PROBLEMS:
(a) In the court opinion, what state is the plaintiff surety a corporation of?
(b) List every distinct dollar amount that appears in the court opinion.
(c) Render this sentence from the court opinion in Spanish: "No bond was filed by Bowman after the expiration of the bond involved in this suit."

SELECTED PASSAGE:
□ □ □ □ □
144 F. Supp. 671 | D. Maryland | 1956
The principal question in this case is whether, under the particular facts and circumstances, the surety on a bond given by a real estate broker pursuant to Art. 56, secs. 219-239 of the Maryland Code, is liable for the claim of another broker for a share of the commission on a sale of real estate, where the principal on the bond was the “listing member” and the claimant was the “selling member”, as defined in the by-laws of the Multiple Listing Bureau of the Real Estate Board of Baltimore. Other simpler questions will be disposed of first.
The amended complaint alleges that the various defendants had made claims against plaintiff as surety on the bond of Harvey T. Bowman in excess of the penalty of the bond, which was $2,500. The claims asserted by the defendants in their answers totalled $8,102.10. The complaint further alleged that one of the defendants contended that Chapter 631 of the Laws of Maryland of 1955, Code Supp.1956, art. 56, § 224(b), had automatically increased the penalty of the bond to $5,000. Another defendant contends that the $2,500 penalty represents the maximum amount which can be recovered by any one claimant, but that the total liability under the bond is not limited to $2,500. The plaintiff deposited $2,500 in the registry of the court, and alleges jurisdiction under Title 28 U.S. C.A. §§ 1332 and 1335.
Since all of the parties claiming under the bond are citizens of Maryland, this court does not have jurisdiction under sec. 1335, the Federal Interpleader Act. But since the plaintiff surety is a Connecticut corporation and the amount in controversy exceeds $3,000, there is jurisdiction under sec. 1332.
The bond was issued on October 2, 1954, and accepted by the Real Estate Commission; it expired on October 2, 1955. The penalty of the bond was $2,-500, the amount specified by Chapter 374 of the Laws of Maryland 1951, codified as Art. 56, see. 224(b), which read as follows; “and provided further that every licensed real estate broker shall provide a corporate bond in the sum of $2,500 and every licensed real estate salesman shall provide a corporate bond in the sum of $1,000 to protect the public against any loss resulting from violation of this sub-title by such brokers or salesmen”. Chapter 631 of the Acts of 1955, effective June 1, 1955, amended sec. 224(b) by changing the figure $2,500 in sec. 224(b) to $5,000, and making other changes immaterial here. After conferring with the Attorney General of Maryland, the Real Estate Commission decided not to require brokers to file new bonds immediately after June 1, 1955, but to require them to file new bonds in the penalty of $5,000 as existing bonds expired. No bond was filed by Bowman after the expiration of the bond involved in this suit. I hold that the statute did not have the effect of increasing the penalty of the existing bond to $5,000.
□ □ □ □ □
Data entries
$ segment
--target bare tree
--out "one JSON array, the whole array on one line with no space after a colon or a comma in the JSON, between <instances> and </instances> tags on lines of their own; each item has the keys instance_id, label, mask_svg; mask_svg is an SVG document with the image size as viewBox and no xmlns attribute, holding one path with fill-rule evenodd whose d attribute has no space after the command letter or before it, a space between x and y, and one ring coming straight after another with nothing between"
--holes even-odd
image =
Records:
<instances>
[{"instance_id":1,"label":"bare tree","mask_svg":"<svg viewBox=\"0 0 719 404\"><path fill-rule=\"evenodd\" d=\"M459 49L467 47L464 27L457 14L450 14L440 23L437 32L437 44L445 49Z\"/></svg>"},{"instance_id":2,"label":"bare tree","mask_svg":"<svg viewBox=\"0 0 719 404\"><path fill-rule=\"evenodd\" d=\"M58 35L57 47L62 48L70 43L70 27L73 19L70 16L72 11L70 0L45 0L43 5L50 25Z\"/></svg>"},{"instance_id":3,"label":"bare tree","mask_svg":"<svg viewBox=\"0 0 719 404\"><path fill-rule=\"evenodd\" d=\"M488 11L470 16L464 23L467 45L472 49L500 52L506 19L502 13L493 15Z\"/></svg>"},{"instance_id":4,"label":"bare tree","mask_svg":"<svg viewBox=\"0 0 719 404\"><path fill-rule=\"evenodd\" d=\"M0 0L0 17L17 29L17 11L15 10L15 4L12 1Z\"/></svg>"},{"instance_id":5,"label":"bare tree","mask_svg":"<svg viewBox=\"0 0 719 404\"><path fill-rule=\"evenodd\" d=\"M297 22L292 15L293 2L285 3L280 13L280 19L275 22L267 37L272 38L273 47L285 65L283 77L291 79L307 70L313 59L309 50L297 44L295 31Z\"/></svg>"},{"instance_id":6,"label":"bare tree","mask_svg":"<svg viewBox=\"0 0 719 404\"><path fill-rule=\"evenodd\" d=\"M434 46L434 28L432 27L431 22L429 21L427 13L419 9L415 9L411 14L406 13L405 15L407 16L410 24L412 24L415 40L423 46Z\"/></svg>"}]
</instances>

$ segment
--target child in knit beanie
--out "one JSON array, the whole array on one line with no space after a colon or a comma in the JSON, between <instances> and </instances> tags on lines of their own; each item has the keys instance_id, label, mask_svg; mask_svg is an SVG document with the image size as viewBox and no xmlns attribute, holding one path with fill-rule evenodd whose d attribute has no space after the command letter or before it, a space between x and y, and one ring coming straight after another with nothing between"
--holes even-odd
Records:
□ □ □ □ □
EXERCISE RESPONSES:
(a) Connecticut.

(b) $2,500; $8,102.10; $5,000; $3,000; $1,000

(c) Bowman no presentó ninguna fianza después del vencimiento de la fianza objeto de este litigio.